— Brief —
Which lines in the records below contain the word "white", counting only matches in the same case? Copy out each of those lines.

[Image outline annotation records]

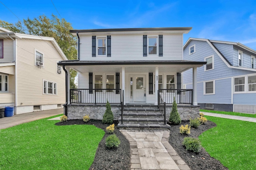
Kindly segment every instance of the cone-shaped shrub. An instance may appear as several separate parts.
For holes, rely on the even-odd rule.
[[[114,115],[113,115],[113,113],[111,111],[111,107],[110,106],[110,104],[108,103],[108,99],[107,99],[107,104],[106,104],[106,111],[104,115],[103,115],[102,123],[110,125],[113,123],[113,120]]]
[[[178,125],[181,123],[181,119],[180,117],[180,114],[178,112],[178,109],[177,108],[177,103],[175,100],[175,97],[173,97],[173,102],[172,102],[172,111],[170,115],[170,118],[169,118],[169,121],[171,123],[173,123],[174,125]]]

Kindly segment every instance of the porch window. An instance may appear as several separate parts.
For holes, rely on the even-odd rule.
[[[154,77],[155,76],[154,76]],[[154,92],[156,92],[156,83],[154,84]],[[163,88],[163,75],[158,74],[158,90],[162,89]],[[159,92],[162,92],[162,90],[159,91]]]
[[[248,86],[249,92],[256,91],[256,76],[248,76]]]
[[[114,75],[107,75],[106,86],[107,89],[114,88]],[[107,90],[107,92],[114,92],[113,90]]]
[[[102,89],[102,75],[95,75],[94,79],[94,88],[95,89]],[[102,90],[98,90],[96,91],[96,92],[102,92]]]
[[[4,40],[0,39],[0,59],[3,59],[3,58],[4,58]]]
[[[213,67],[213,55],[212,55],[204,58],[204,61],[206,62],[206,64],[204,65],[204,71],[207,71],[214,69]]]
[[[98,39],[98,55],[106,55],[106,38]]]
[[[238,65],[242,66],[243,61],[243,52],[238,51]]]
[[[57,95],[57,84],[53,82],[44,80],[44,94]]]
[[[175,88],[175,84],[174,82],[174,75],[166,75],[166,89],[174,89]],[[167,92],[168,93],[174,92],[174,90],[167,90]]]
[[[157,54],[157,38],[148,38],[148,54]]]
[[[205,82],[204,94],[214,94],[214,82]]]
[[[245,77],[234,78],[235,92],[244,92]]]

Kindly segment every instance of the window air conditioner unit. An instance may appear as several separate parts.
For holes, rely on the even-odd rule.
[[[36,62],[36,65],[39,66],[42,66],[43,63],[42,62],[40,62],[40,61],[37,61]]]

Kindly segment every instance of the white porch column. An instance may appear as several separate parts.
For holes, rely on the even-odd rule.
[[[70,104],[70,68],[67,67],[66,69],[68,73],[68,104]]]
[[[122,68],[122,90],[121,93],[122,93],[122,91],[124,90],[124,104],[125,104],[125,95],[124,95],[125,92],[125,72],[124,72],[124,67]]]
[[[155,76],[155,105],[157,105],[158,104],[158,93],[157,92],[158,90],[158,67],[156,67],[156,74]]]
[[[197,67],[193,68],[193,105],[197,106],[197,82],[196,70]]]

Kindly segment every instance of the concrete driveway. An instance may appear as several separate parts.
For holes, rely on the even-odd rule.
[[[63,108],[34,111],[0,119],[0,129],[63,113]]]

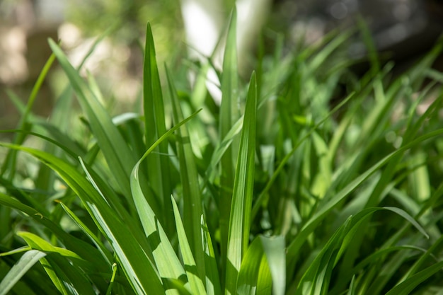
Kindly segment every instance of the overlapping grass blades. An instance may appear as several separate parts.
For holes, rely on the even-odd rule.
[[[0,146],[8,158],[25,152],[48,170],[26,175],[11,160],[4,164],[1,287],[30,294],[442,291],[443,79],[430,65],[443,42],[396,79],[373,52],[358,78],[351,62],[334,62],[350,33],[331,33],[292,56],[261,55],[248,82],[238,75],[234,11],[218,108],[201,96],[190,101],[201,89],[183,93],[168,67],[162,88],[146,30],[144,115],[112,117],[93,78],[84,79],[53,41],[85,116],[84,138],[62,124],[70,89],[48,122],[12,98],[23,112],[21,139]],[[200,108],[204,116],[192,112]],[[196,149],[199,137],[207,138]],[[45,149],[22,144],[31,137]],[[35,186],[25,187],[25,178]]]

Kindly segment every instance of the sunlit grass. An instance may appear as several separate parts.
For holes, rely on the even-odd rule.
[[[69,86],[0,143],[0,294],[443,292],[443,43],[398,77],[371,52],[357,77],[331,34],[243,81],[235,28],[217,107],[158,66],[148,25],[143,112],[116,117],[50,40]]]

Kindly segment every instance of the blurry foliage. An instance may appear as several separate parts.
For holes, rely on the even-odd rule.
[[[162,59],[166,52],[176,48],[177,42],[183,40],[178,0],[71,0],[66,12],[67,20],[86,36],[96,36],[111,26],[118,25],[111,37],[126,44],[138,42],[149,21]]]

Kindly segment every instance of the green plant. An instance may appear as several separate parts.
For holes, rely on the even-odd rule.
[[[50,41],[28,105],[15,100],[14,141],[0,143],[0,294],[443,291],[443,76],[430,69],[442,43],[398,78],[374,58],[357,79],[339,54],[349,34],[331,34],[262,54],[243,85],[235,31],[217,107],[198,80],[177,91],[168,68],[163,95],[148,25],[143,115],[113,118]],[[30,110],[54,59],[70,86],[47,122]],[[67,124],[72,92],[81,127]]]

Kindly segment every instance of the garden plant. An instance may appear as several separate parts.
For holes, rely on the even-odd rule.
[[[117,115],[49,40],[27,104],[8,93],[0,294],[443,294],[443,42],[396,75],[362,24],[359,76],[351,32],[277,38],[244,79],[235,19],[220,105],[207,68],[157,64],[149,24],[141,103]],[[69,83],[47,120],[32,108],[54,61]]]

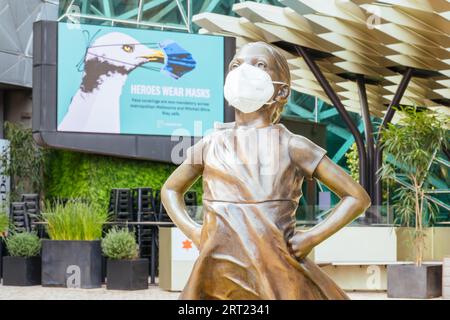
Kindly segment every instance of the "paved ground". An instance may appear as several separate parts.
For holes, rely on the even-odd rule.
[[[173,300],[179,292],[168,292],[158,286],[148,290],[116,291],[101,289],[66,289],[33,287],[9,287],[0,285],[0,300]],[[348,292],[353,300],[385,300],[386,292]]]

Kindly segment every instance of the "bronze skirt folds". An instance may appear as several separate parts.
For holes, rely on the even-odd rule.
[[[313,262],[289,253],[296,207],[204,201],[200,256],[180,299],[346,299]]]
[[[292,136],[278,124],[203,138],[200,256],[180,299],[347,299],[312,261],[290,254],[301,185],[326,153],[297,136],[304,153],[294,164]]]

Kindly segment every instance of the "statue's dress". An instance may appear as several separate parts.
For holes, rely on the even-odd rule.
[[[296,137],[301,164],[290,157]],[[193,148],[203,164],[200,255],[180,299],[348,299],[287,241],[304,178],[326,151],[283,125],[227,127]]]

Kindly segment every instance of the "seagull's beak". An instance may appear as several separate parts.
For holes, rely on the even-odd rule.
[[[161,50],[152,50],[151,53],[142,56],[142,58],[147,59],[149,62],[164,62],[164,52]]]

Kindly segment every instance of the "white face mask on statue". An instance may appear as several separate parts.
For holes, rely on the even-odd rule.
[[[272,98],[275,88],[270,75],[248,63],[231,70],[225,79],[224,96],[228,103],[244,113],[255,112],[266,104],[275,101]]]

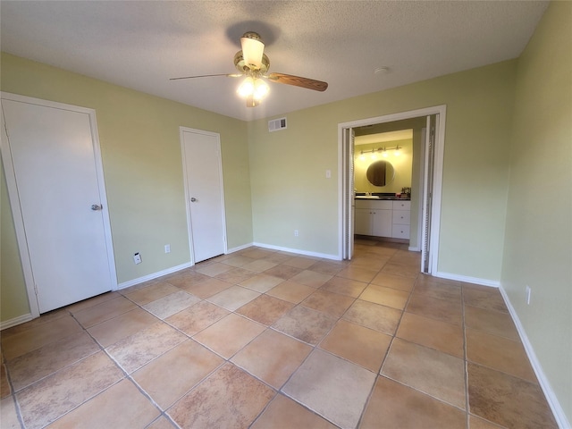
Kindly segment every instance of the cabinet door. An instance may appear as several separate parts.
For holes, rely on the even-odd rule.
[[[372,234],[378,237],[391,237],[392,210],[374,210]]]
[[[372,235],[372,210],[370,208],[357,208],[355,212],[356,226],[354,233],[359,235]]]

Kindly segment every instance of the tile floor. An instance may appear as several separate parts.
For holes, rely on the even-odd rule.
[[[499,291],[249,248],[2,332],[1,425],[557,427]]]

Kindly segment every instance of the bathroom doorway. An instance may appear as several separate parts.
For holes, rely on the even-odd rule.
[[[341,158],[340,254],[342,259],[351,259],[354,248],[356,136],[411,129],[414,153],[409,250],[421,251],[421,272],[437,272],[445,113],[446,107],[439,105],[338,125]],[[383,145],[379,147],[383,147]]]

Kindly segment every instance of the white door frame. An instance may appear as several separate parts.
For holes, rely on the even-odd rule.
[[[443,173],[443,155],[445,147],[445,116],[447,106],[445,105],[426,107],[423,109],[411,110],[408,112],[400,112],[398,114],[386,114],[374,118],[361,119],[351,121],[349,122],[338,123],[338,256],[343,257],[344,254],[344,225],[347,225],[348,220],[345,219],[344,207],[350,204],[348,201],[348,196],[343,191],[347,187],[348,178],[344,174],[344,154],[348,153],[344,147],[344,130],[348,128],[364,127],[366,125],[374,125],[377,123],[392,122],[404,119],[413,119],[420,116],[430,116],[439,114],[439,122],[437,130],[437,139],[435,141],[434,151],[434,170],[433,170],[433,204],[432,204],[432,219],[431,219],[431,237],[430,237],[430,255],[431,266],[429,273],[435,274],[439,262],[439,228],[441,224],[441,202],[442,193],[442,173]],[[351,215],[351,214],[349,214]],[[422,239],[424,239],[422,237]]]
[[[107,195],[105,192],[105,181],[104,180],[104,168],[101,160],[101,150],[99,147],[99,136],[97,134],[97,121],[96,118],[96,111],[86,107],[80,107],[72,105],[65,105],[55,101],[42,100],[31,97],[20,96],[17,94],[10,94],[7,92],[0,92],[0,98],[5,100],[13,100],[22,103],[41,105],[44,107],[52,107],[55,109],[68,110],[86,114],[89,116],[89,126],[91,129],[91,140],[93,142],[94,158],[96,165],[96,174],[97,176],[97,185],[99,188],[99,200],[102,203],[101,210],[103,215],[104,231],[105,236],[105,247],[107,248],[107,263],[109,265],[109,272],[111,274],[112,290],[117,290],[117,273],[115,270],[115,258],[114,256],[114,246],[111,235],[111,223],[109,222],[109,207],[107,205]],[[24,282],[26,283],[26,290],[28,292],[28,302],[29,304],[29,311],[32,317],[39,316],[39,305],[36,296],[36,289],[34,282],[34,273],[32,272],[31,260],[28,249],[28,241],[26,240],[26,231],[24,229],[24,221],[20,206],[20,197],[18,195],[18,188],[16,186],[16,174],[12,161],[12,152],[10,145],[5,140],[5,123],[4,112],[2,116],[2,141],[0,143],[0,150],[2,153],[2,164],[4,165],[4,173],[6,175],[6,187],[8,188],[8,197],[10,198],[10,206],[12,214],[14,220],[14,227],[16,230],[16,240],[18,241],[18,248],[20,251],[20,260],[21,261],[22,271],[24,274]]]
[[[187,228],[189,230],[189,250],[190,252],[190,265],[195,265],[195,251],[193,248],[193,228],[190,219],[190,194],[189,193],[189,181],[187,163],[185,162],[185,143],[183,139],[183,132],[194,132],[197,134],[203,134],[216,138],[216,145],[218,149],[218,162],[219,162],[219,176],[221,181],[221,207],[223,209],[223,241],[224,255],[228,253],[228,242],[226,240],[226,208],[224,207],[224,182],[223,181],[223,153],[221,151],[221,135],[217,132],[205,131],[203,130],[197,130],[194,128],[179,127],[179,139],[181,140],[181,151],[182,158],[182,175],[183,183],[185,186],[185,208],[187,210]]]

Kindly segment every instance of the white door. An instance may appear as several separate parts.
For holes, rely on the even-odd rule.
[[[221,142],[218,134],[181,128],[193,264],[226,252]]]
[[[103,175],[97,170],[95,114],[5,97],[7,141],[2,156],[21,231],[22,265],[29,270],[26,282],[29,290],[33,282],[38,310],[45,313],[110,290],[116,280],[105,231]],[[32,315],[38,315],[32,301]]]

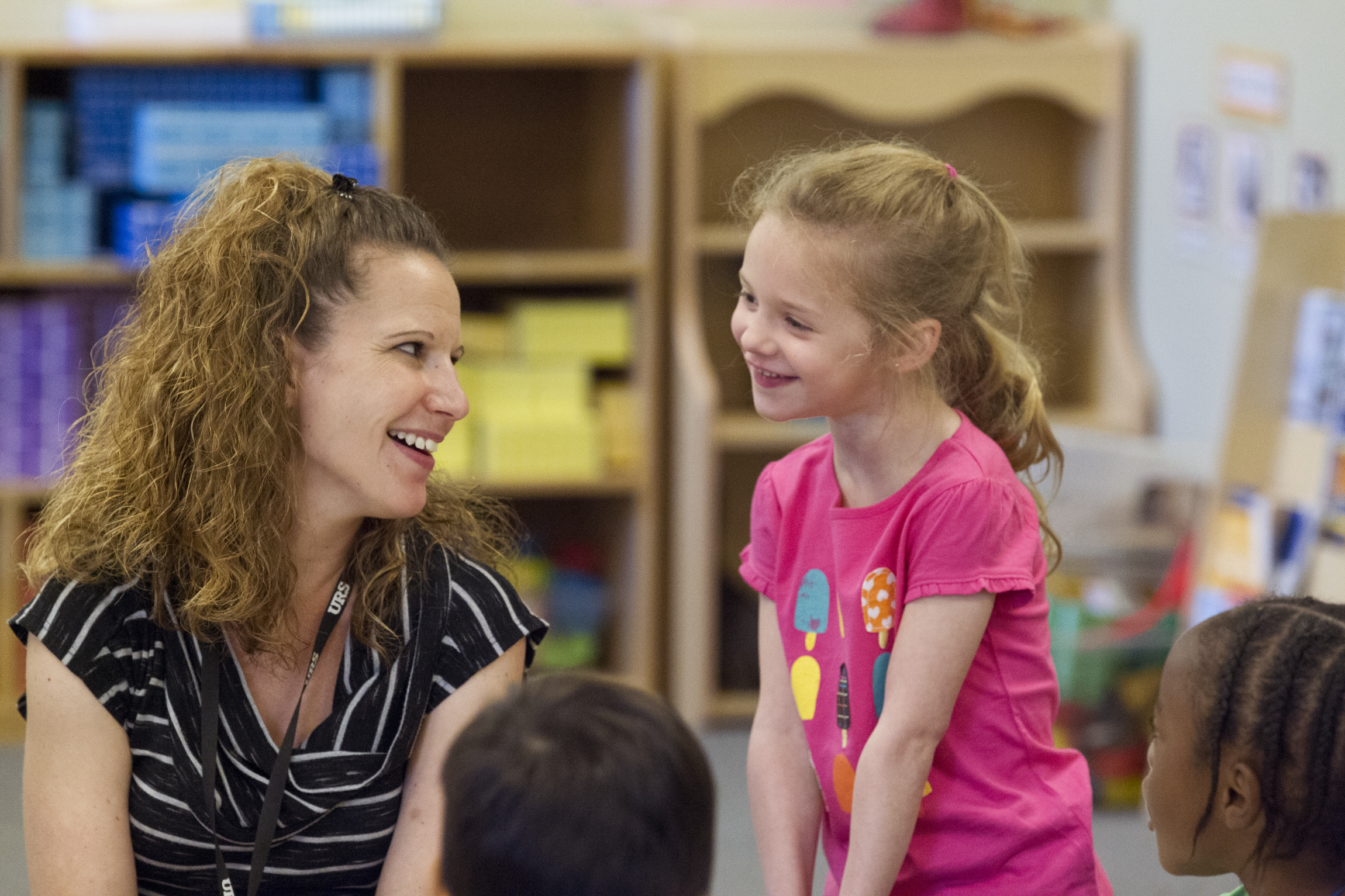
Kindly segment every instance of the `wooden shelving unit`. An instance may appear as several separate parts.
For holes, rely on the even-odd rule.
[[[670,695],[693,723],[744,716],[721,681],[721,618],[744,594],[761,467],[826,431],[769,423],[729,334],[746,231],[729,188],[745,168],[838,134],[915,140],[991,188],[1034,263],[1026,321],[1061,422],[1145,433],[1153,388],[1126,282],[1128,42],[1104,27],[1044,39],[990,35],[701,42],[672,62]],[[753,623],[755,625],[755,623]],[[732,639],[730,639],[732,641]],[[751,660],[755,662],[755,657]]]
[[[71,51],[0,46],[0,301],[52,286],[130,286],[108,261],[19,257],[27,73],[82,64],[362,64],[373,74],[373,140],[383,185],[440,223],[464,305],[491,310],[516,294],[625,297],[633,318],[625,379],[639,408],[636,469],[596,482],[484,484],[523,525],[590,540],[608,566],[612,621],[604,670],[662,685],[662,371],[659,253],[662,58],[621,39],[453,38],[424,44],[304,44],[238,50]],[[5,422],[0,420],[0,426]],[[0,617],[17,599],[15,537],[40,504],[34,484],[0,484]],[[16,645],[0,638],[0,737],[13,712]]]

— Answer below —
Kindly segment every instance of the white porch column. An instance may appear as several separate parts.
Kindly segment every instance of the "white face mask on statue". An instance may appear as several separate parts.
Kindly segment every instance of the white door frame. An instance may appear as several separate parts.
Kindly segment every instance of the white door. An instance may appear as several separate parts.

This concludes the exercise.